TEXT FOR ANALYSIS section start
I thought it likely that ‘Hodmer’ woods, where ‘Loran and Barney’ established their love nest, was somewhere in the vicinity of Skirmet, miles from a bar of soap, a loaf of bread and a postage stamp at the time. I imagined a modest brick or timber structure on the estate of the big house; I knocked on the most imposing house which stands in grounds and asked permission to explore but treks through the woods produced no evidence. It was the farmer at ‘Happy Hens’, from whom I bought eggs, who suggested I contact a ninety year old game keeper living locally. I struck gold: there had been a hut in the woods I had been exploring; his daughter had a photo of it! But it had been burnt down years ago. The photo revealed something more substantial than a bodger used, but less than a herdsman expected: disappointingly, something on the lines of a portaloo. But more extraordinary was where the hut had been set down: two hundred yards from the clearing in which my husband and I had been picnicking for years: my husband’s preferred site from which to sketch.

I went on to find the farms nearby where ‘Loran’ and ‘Barney’ bought their meagre provisions, the pubs in which they drank, the ruined chapel in which a desolate ‘Loran’ wept over watercress sandwiches while ‘Barney’ played cricket and football, Morris danced and pursued other married women. And the isolated cottages and farm houses in which Gay took rooms.
TEXT FOR ANALYSIS section end
LISTED ENTRIES section start
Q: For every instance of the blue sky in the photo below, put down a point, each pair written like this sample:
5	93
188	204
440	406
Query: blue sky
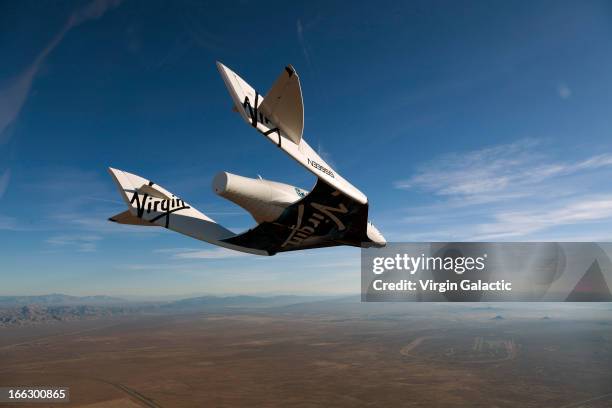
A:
485	121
LISTED ENTRIES section end
-- REQUIRED WORK --
Set down, word for word, the portion of the account of searching for the hut in the woods above that begins with the words containing "I went on to" and ends with "Gay took rooms.".

-- WRITTEN RESPONSE --
I went on to find the farms nearby where ‘Loran’ and ‘Barney’ bought their meagre provisions, the pubs in which they drank, the ruined chapel in which a desolate ‘Loran’ wept over watercress sandwiches while ‘Barney’ played cricket and football, Morris danced and pursued other married women. And the isolated cottages and farm houses in which Gay took rooms.